[TEXT SECTION]:
The 10 essays in “Our Only World” convey outrage over environmental and community ruin while also expressing hope that the very species that inflicted such harm is capable of doing better. Stern but compassionate, author Wendell Berry raises broader issues that environmentalists rarely focus on.
Though Berry has for decades been a fierce critic of coal mining and industrialization, the essay “Local Economies to Save the Land and the People” notes that blaming big business isn’t enough, since “many of the needed changes will have to be made in individual lives, in families and households, and in local communities.”
Berry expands on that theme in “On Being Asked for ‘A Narrative for the Future’” which considers the harms from global warming. He writes that “Millions of environmentalists and wilderness preservers are dependably worried about climate change. But they are not conversant with nature’s laws, they know and care nothing about land use.” He adds, “We must understand that fossil fuel energy must be replaced, not just by ‘clean’ energy, but also by less energy. … If we had a limitless supply of free, nonpolluting energy, we would use the world up even faster than we are using it up now.”

[DATASET ROWS]:
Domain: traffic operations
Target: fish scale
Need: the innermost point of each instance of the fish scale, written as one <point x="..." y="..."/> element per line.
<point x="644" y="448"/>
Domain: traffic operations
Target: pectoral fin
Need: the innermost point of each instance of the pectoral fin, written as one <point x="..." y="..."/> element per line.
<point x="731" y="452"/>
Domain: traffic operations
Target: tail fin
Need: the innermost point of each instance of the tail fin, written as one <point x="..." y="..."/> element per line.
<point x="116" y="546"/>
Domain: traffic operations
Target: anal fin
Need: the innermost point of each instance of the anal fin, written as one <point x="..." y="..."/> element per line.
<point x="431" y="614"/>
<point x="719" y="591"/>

[GOALS]:
- a) Using the book review, explain in one to three sentences why Berry holds that fossil fuel energy should be replaced by less energy and not only by "clean" energy.
- b) Decide whether each statement agrees with the book review, answering yes or no and quoting the words that settle it: (i) "Our Only World" is made up of 10 essays; (ii) Berry finds that environmentalists worried about climate change pay close attention to land use; (iii) Berry's criticism of coal mining is a recent development.
- c) Carry the book review of "Our Only World" forward from its last sentence.
The data has nothing to do with the book review.

[ANSWER SET]:
- a) Berry argues that even a limitless supply of free, nonpolluting energy would let us use the world up even faster than we do now. So replacing fossil fuels with clean energy alone would not stop the damage, and total energy use must also shrink.

- b)
(i) Yes: "The 10 essays in “Our Only World”"
(ii) No: "they know and care nothing about land use."
(iii) No: "Berry has for decades been a fierce critic of coal mining and industrialization"

- c)
Berry challenges the assumption that higher education always makes sense, arguing that for the culture and people of rural communities to prosper “we must reconsider the purpose, the worth, and the cost of education — especially of higher education, which too often leads away from home, and too often graduates its customers into unemployment or debt or both.”
In another essay, Berry laments the violence of the Boston Marathon bombing but adds that “We forget also that violence is so securely founded among us — in war, in forms of land use, in various methods of economic ‘growth’ and ‘development’ — because it is immensely profitable.”
“Our Only World” also examines agricultural policy, abortion, the polarization of society and spirituality, but with some unifying themes. Berry stresses personal responsibility and the need for concrete, sometimes difficult action, and suggests extreme rhetoric from both the left and the right can help fuel personal and societal ills.
Berry persuasively argues that a healthy environment ultimately requires healthy communities filled with spiritually healthy people. Whether the issue is global warming, good jobs for young people, or good marriages, Berry writes that “If we want to save the land, we must save the people who belong to the land. If we want to save the people, we must save the land the people belong to.”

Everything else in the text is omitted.